*Exercise instructions*.
1. Decide whether each statement agrees with the Ghosts text below. Answer yes or no, and quote the deciding words of the text. (a) The memory in the project is described in two ways. (b) The project was built from a fixed plan made before the images. (c) The character stays firmly in the present.
2. Write out the part of the Ghosts text below that opens with the words containing "This project is" and closes with "through the images.".

*Given text*.
* * * * * * *
Ghosts (2016-2020)

This project is a bit near and dear to my heart. In a way, it sort of formed itself through stylistic choices, repetition of backgrounds and textural elements, and the movement of the character through the images.

Essentially I wanted to give an almost tangible weight to a memory, described in two ways — thick, bold, angry, precise, heavy, and never faltering. And then light, airy, fleeting — like catching the scent of something that reminds you of days past. Since I had cultivated my good versus my bad, I also wanted to create a piece or two where the line is not so clear as to whether this memory, this episode, is a traumatic piece of pain or a searing reminder of happiness lost. What is happening in the actual piece is different from what is remembered in this glowing memory — good or bad — and is delivered a lot like a day dream may be. There is a disconnect, but not. The character lives on forever haunting past traumas and hopeful dreams of better days, so much so that he disappears from the present.
* * * * * * *
*Source material*.
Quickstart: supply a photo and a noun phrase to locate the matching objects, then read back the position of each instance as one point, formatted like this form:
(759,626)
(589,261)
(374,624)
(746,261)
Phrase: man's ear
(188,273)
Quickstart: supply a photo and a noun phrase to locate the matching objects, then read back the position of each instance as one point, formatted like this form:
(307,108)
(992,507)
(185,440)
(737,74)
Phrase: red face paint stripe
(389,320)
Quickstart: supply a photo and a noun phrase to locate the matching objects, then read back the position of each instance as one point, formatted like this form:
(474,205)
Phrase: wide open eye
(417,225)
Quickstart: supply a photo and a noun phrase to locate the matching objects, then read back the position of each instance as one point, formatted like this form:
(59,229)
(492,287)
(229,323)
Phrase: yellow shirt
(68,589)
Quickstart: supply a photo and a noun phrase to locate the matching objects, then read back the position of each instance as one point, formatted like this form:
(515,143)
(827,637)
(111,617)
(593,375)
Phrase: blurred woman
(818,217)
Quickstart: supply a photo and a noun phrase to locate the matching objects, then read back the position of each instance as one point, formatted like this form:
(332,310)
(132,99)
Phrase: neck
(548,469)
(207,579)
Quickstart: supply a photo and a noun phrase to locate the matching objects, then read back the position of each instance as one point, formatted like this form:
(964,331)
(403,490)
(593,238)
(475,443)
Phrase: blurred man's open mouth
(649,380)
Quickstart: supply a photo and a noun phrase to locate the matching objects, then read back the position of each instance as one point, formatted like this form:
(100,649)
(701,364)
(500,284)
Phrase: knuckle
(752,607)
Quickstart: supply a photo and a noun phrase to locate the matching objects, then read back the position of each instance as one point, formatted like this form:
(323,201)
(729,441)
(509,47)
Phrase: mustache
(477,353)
* * * * * * *
*Exercise results*.
1.
(a) Yes: "described in two ways"
(b) No: "it sort of formed itself through stylistic choices"
(c) No: "so much so that he disappears from the present"

2.
This project is a bit near and dear to my heart. In a way, it sort of formed itself through stylistic choices, repetition of backgrounds and textural elements, and the movement of the character through the images.